> [Try it]: Every entry below should be transcribed exactly; pictures stay out of the copy.
= = = =
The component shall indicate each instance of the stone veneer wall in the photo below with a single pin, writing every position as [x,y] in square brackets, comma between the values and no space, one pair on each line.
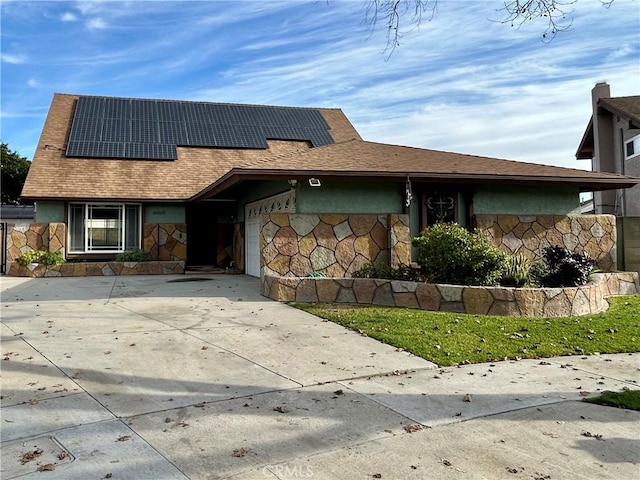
[529,234]
[35,236]
[524,302]
[333,244]
[165,241]
[83,269]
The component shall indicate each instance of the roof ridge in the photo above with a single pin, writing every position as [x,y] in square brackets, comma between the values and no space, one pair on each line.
[209,102]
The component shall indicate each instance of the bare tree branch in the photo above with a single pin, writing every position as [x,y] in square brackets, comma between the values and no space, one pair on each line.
[392,12]
[558,15]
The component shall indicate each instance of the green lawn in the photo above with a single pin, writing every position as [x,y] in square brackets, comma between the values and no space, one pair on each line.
[454,338]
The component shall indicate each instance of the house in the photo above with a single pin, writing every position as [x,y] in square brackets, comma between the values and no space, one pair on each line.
[611,142]
[296,190]
[17,214]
= = = =
> [Solution]:
The component shall indicate each instance of the stone veneer wall in the photo below with a single pin, writing every position as [x,y] in square brackets, comma between the values and no space, one pair on each line.
[529,234]
[35,236]
[524,302]
[333,244]
[165,241]
[83,269]
The component shall indicate each instance of the roof ridge in the photo above with a single pin, writing every position as [x,y] in square brackets, comma between the values and no space, one pair on each line.
[209,102]
The component shall indicate each instance of the bare tree branch in the photo above with a single pin, writing every position as [x,y] in square brackets, comma between the values and no space, one pair on each line.
[392,12]
[558,15]
The component shall indicate each instance of the green lawn in the photo above with a single pin, writing every position as [x,y] in square brackets, comma between the values and no space, one pair on each line.
[454,338]
The component shall indicate each instance of the house in the photo above with a single pin, writing every position as [x,y] in square brackets, comma between the values and no space, one pair on each line.
[611,142]
[296,190]
[17,214]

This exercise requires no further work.